**TASK DESCRIPTION**
Pull every line containing "grey" from the entries.

(Point localization data)
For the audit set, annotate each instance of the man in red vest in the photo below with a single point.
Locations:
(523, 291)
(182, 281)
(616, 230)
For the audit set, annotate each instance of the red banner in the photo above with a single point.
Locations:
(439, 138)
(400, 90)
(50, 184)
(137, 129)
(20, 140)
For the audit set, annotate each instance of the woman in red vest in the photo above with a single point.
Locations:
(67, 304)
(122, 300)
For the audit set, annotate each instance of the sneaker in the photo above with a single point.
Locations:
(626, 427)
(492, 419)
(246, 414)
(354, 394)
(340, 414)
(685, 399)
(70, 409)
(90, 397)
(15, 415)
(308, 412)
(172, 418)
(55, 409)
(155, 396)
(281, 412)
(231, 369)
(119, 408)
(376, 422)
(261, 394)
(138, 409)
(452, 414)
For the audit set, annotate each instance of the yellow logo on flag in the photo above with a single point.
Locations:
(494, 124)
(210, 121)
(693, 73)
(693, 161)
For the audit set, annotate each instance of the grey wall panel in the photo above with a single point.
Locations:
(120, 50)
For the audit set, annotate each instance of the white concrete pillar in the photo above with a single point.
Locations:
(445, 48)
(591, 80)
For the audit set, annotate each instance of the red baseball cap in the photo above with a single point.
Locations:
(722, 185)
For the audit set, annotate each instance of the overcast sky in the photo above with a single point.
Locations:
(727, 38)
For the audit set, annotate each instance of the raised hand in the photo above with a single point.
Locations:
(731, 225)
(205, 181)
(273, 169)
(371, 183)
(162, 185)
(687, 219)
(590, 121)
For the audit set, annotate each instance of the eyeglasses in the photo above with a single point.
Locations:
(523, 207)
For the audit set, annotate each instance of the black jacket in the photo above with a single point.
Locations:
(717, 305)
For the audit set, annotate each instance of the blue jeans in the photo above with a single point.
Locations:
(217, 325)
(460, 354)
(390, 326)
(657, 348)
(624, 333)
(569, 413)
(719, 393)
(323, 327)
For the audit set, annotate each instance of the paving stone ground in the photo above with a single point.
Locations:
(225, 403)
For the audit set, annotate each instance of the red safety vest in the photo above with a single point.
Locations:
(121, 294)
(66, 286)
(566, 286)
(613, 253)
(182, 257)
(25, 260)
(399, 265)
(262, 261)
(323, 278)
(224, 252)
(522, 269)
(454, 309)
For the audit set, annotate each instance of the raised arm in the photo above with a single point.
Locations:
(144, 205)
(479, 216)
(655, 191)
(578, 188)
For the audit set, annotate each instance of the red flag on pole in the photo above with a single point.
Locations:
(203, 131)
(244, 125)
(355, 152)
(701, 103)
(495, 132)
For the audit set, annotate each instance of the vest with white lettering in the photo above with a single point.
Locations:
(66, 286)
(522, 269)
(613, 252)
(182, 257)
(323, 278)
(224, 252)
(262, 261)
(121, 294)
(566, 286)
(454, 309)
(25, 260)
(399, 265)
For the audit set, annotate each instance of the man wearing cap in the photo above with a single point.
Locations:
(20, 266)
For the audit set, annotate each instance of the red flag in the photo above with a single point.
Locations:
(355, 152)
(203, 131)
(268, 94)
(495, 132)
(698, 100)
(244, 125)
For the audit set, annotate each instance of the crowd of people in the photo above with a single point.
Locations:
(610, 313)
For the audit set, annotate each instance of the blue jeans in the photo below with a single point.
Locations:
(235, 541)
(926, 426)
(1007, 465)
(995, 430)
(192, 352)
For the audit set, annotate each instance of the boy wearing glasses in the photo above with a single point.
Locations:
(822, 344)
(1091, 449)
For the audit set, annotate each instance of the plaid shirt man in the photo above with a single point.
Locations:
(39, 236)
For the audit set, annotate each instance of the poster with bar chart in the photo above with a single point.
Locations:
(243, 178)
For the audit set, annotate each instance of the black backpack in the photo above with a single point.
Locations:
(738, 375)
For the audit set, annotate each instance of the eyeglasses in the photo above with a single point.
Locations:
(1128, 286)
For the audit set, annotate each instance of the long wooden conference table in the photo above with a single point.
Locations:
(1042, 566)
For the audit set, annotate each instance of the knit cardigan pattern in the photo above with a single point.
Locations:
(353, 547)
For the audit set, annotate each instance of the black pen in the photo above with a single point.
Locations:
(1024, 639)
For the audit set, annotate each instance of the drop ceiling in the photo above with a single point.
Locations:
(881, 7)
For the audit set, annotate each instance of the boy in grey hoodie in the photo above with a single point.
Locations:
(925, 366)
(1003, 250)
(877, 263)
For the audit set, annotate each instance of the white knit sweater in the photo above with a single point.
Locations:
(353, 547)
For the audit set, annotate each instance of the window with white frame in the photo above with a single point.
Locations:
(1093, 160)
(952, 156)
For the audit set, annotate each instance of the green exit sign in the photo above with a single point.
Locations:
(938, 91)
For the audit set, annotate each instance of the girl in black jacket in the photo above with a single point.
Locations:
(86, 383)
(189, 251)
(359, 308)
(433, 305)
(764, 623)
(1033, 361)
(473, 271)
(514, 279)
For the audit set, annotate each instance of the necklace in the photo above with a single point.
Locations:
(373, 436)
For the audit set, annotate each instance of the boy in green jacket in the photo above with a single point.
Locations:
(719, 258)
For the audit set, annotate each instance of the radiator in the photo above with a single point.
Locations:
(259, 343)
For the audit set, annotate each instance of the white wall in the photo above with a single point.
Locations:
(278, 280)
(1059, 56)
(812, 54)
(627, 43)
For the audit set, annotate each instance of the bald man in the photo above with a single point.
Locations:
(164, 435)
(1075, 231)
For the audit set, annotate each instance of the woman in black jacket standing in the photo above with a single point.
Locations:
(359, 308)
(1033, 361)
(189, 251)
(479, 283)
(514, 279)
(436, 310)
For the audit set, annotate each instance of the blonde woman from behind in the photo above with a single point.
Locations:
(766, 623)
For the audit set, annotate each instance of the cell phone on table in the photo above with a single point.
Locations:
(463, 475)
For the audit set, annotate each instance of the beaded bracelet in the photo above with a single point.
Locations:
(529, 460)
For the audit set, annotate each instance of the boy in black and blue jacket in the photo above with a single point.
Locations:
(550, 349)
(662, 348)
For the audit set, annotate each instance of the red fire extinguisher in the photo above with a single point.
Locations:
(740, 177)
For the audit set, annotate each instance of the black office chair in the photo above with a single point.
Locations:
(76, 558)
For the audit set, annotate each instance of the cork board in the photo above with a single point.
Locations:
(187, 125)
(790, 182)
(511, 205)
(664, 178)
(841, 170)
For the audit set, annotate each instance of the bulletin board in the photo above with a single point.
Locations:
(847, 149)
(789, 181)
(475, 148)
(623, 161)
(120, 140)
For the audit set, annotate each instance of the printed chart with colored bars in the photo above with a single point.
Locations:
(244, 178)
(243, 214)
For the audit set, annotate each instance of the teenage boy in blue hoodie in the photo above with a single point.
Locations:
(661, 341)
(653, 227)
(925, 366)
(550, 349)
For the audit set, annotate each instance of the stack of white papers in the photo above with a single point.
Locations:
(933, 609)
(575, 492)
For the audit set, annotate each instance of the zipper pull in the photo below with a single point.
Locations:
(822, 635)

**PROBLEM SOLUTION**
For the audit set, annotate each instance of the grey wall panel in the photo above with a single point.
For the audit set, annotate each instance of the boy in grey hoodie in the photo above with a single point.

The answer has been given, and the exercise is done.